## Directions
Please extract every row below and reproduce the lines exactly, leaving the pictures out of your answer.

[Excerpts from point annotation data]
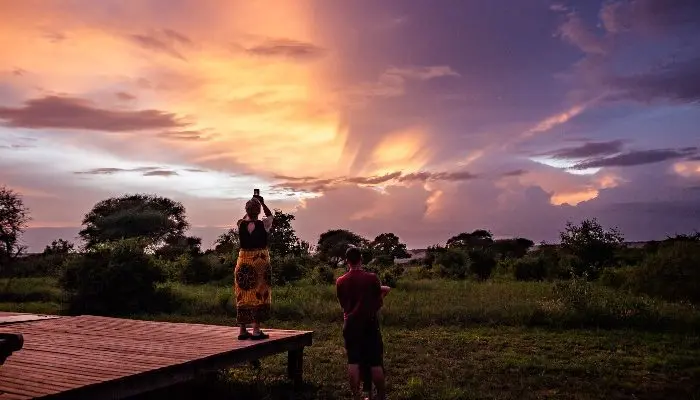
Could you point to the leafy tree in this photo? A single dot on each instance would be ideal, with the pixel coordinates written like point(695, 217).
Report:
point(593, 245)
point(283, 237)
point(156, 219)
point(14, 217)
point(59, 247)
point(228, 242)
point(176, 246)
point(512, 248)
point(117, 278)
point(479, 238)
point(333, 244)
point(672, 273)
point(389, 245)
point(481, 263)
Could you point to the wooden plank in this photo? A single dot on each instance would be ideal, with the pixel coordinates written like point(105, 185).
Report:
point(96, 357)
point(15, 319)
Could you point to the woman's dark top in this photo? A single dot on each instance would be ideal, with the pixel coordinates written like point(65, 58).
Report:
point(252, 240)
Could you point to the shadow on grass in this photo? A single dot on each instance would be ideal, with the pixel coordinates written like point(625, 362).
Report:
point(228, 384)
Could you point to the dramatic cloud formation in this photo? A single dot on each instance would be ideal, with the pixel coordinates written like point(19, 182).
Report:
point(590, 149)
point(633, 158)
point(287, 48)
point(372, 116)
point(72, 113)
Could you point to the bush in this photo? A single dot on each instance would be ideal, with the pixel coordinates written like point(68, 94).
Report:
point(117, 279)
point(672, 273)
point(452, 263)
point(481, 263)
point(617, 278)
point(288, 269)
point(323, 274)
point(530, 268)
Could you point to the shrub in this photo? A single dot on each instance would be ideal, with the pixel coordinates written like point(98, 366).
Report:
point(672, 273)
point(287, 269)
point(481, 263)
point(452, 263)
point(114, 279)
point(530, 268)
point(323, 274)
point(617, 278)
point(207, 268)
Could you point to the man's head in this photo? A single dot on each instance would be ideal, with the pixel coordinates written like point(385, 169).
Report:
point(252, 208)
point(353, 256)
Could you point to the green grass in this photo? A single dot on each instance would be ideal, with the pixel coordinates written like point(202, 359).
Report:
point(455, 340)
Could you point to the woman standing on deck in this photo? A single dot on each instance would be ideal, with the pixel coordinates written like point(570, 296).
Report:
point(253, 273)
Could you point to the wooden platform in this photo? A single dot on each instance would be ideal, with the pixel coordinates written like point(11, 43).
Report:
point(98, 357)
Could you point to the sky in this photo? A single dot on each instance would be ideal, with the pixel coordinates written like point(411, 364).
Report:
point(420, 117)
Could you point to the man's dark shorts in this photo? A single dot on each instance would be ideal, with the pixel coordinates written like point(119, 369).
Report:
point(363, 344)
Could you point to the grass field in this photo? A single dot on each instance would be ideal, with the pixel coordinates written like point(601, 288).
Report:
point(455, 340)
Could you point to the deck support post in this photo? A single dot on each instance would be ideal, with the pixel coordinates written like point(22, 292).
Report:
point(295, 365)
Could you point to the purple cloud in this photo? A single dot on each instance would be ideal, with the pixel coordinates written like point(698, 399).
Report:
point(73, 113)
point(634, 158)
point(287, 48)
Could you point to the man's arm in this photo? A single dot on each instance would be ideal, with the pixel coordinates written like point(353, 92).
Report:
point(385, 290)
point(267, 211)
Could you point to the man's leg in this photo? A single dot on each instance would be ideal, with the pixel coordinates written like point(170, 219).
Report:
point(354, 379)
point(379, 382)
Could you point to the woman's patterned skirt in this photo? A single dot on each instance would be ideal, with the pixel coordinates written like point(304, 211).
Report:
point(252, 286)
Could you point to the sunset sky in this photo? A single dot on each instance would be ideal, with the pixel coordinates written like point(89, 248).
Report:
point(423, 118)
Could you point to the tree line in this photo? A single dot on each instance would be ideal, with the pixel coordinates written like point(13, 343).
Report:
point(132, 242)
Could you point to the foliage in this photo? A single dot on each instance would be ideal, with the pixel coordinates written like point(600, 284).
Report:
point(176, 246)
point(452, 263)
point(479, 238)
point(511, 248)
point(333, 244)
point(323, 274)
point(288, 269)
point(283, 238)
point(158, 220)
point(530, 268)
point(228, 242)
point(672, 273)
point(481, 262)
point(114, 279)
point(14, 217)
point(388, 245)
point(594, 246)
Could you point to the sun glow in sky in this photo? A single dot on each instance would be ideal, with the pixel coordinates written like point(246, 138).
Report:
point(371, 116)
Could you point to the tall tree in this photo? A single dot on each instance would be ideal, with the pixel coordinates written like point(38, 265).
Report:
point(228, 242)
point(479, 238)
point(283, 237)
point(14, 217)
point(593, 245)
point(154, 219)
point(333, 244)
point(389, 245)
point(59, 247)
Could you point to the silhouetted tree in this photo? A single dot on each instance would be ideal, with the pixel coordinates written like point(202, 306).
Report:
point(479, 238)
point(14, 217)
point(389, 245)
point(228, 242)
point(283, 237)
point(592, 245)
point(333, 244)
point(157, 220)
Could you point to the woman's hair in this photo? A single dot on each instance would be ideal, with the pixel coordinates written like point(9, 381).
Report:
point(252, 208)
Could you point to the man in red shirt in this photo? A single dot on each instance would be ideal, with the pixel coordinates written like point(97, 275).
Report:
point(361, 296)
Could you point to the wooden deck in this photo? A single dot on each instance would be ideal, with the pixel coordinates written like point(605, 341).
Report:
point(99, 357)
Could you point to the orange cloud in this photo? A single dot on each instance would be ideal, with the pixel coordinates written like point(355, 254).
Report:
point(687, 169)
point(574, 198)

## Correct output
Could you point to the leafy tree in this photo? A single dot on each instance would be ideal, with the pixel coordinates written like point(695, 217).
Report:
point(593, 245)
point(283, 237)
point(156, 219)
point(14, 217)
point(59, 247)
point(228, 242)
point(176, 246)
point(512, 248)
point(117, 278)
point(479, 238)
point(333, 244)
point(672, 273)
point(389, 245)
point(481, 263)
Could you point to the wooden plank in this photo? A single dot on each instance would be ideal, with the pixel coordinates written like point(105, 185).
Report:
point(96, 357)
point(15, 319)
Could you point to the woman's dark top in this photo? A single dot on each instance would be ideal, with the pixel coordinates written like point(65, 58).
Report:
point(252, 240)
Could you point to the shadow on grass in this photo? A single dot on each instance would be ideal, with the pixel coordinates written like point(625, 362).
Report:
point(228, 384)
Could you point to the dramatic cloud formation in this photo? A single dot on each instance would be ideal, with the pixel coordinates written like point(19, 182).
Report:
point(590, 149)
point(633, 158)
point(287, 48)
point(372, 116)
point(72, 113)
Could you point to the bush in this photo? A single dot on each instance would be ideal, with the pixel coordinates written like point(68, 94).
Report:
point(117, 279)
point(672, 273)
point(452, 263)
point(481, 263)
point(617, 278)
point(288, 269)
point(323, 274)
point(530, 268)
Could you point to the shrub in this photo? A single dot on each instance would be ideal, with the pixel coordinates written like point(98, 366).
Report:
point(672, 273)
point(287, 269)
point(481, 263)
point(452, 263)
point(114, 279)
point(530, 268)
point(323, 274)
point(617, 278)
point(207, 268)
Could you point to the man's head in this photo? A single dot on each instance would be ideal, with the pixel coordinates written like point(385, 169).
Report:
point(252, 208)
point(353, 256)
Could you point to the green grass in this photo? A single dot on each instance would be ideal, with the pixel coordinates written like point(202, 359).
Report:
point(455, 340)
Could you point to the woman standing on deck in this photo? A single dot on each instance would be ideal, with the pixel coordinates written like point(570, 296).
Report:
point(253, 273)
Could you point to the wooden platform in this photo? A single dot on each instance would be ideal, with the pixel coordinates written like point(11, 43).
Report:
point(98, 357)
Could you point to the sky in this photo? A single dot on each instance would be ideal, with the pixel coordinates written like point(411, 364).
Report:
point(420, 117)
Could you point to the man's dark shorts in this photo? A single dot on each instance would be ideal, with the pixel coordinates written like point(119, 369).
Report:
point(363, 344)
Could you point to the grass field in this photo? A single dot on each instance would be ideal, with the pixel coordinates written like point(601, 288).
Report:
point(455, 340)
Could you point to the deck support post in this photo? A single dot on each instance would be ideal, with the pixel coordinates written like point(22, 292).
Report:
point(295, 365)
Could you point to the purple cloud in this photo? A single dot on each instance would be ideal, with the pixel coordinates written like point(698, 399).
Report:
point(73, 113)
point(634, 158)
point(287, 48)
Could you point to the man's arm in this photo? A single dot on each instance would be ideal, with the pixel coordinates written like point(353, 92).
Report:
point(385, 290)
point(267, 211)
Could you point to the man's leg in this photo? A single dot on each instance would be ideal, with the pixel coordinates written like point(170, 219).
Report:
point(354, 379)
point(379, 382)
Could you point to the woman's patterned skirt in this photo? A single dot on each instance would be ideal, with the pixel coordinates written like point(304, 211).
Report:
point(252, 286)
Could you point to the sunset sky in this photo? A single dot on each instance would be ideal, with the pixel coordinates written like point(89, 248).
Report:
point(423, 118)
Could you point to the tree line in this photo? A single dot on each instance would be ideal, with the pixel coordinates written like point(13, 343).
Report:
point(132, 242)
Could you point to the foliage in this photo? A single dot on each instance would be ideal, with the pixel coordinates written like point(600, 284).
Report:
point(176, 246)
point(452, 263)
point(479, 238)
point(511, 248)
point(333, 244)
point(323, 274)
point(288, 269)
point(283, 238)
point(158, 220)
point(530, 268)
point(228, 242)
point(672, 273)
point(481, 262)
point(114, 279)
point(14, 217)
point(388, 245)
point(594, 246)
Could you point to the sun glow in sky in this photo? A single dot on each instance would be ideal, with the pixel coordinates written like point(246, 138).
Report:
point(371, 116)
Could you point to the tall tree in this photo? A single dot on each instance would be ideal, with the pixel coordinates written like point(38, 265).
Report:
point(228, 242)
point(479, 238)
point(283, 237)
point(14, 217)
point(593, 245)
point(154, 219)
point(333, 244)
point(389, 245)
point(59, 247)
Could you point to the silhouetted tree in this photo? A single dot on each instance would be ideal, with the pixel coordinates written like point(202, 306).
Report:
point(479, 238)
point(14, 217)
point(389, 245)
point(228, 242)
point(283, 237)
point(592, 245)
point(333, 244)
point(157, 220)
Could you point to the woman's hair in this photo? A single dot on each instance would be ideal, with the pixel coordinates written like point(9, 381).
Report:
point(252, 208)
Could you point to the man in red shirt in this photo? A single dot on each instance would be ideal, with the pixel coordinates written like point(97, 275).
Report:
point(361, 296)
Could you point to the wooden deck in this photo? A single dot on each instance would be ideal, with the pixel coordinates written like point(605, 341).
Report:
point(99, 357)
Could you point to the orange cloud in this photo? A single dot on each instance would be ideal, with the pixel coordinates written like point(355, 254).
Report:
point(687, 169)
point(574, 198)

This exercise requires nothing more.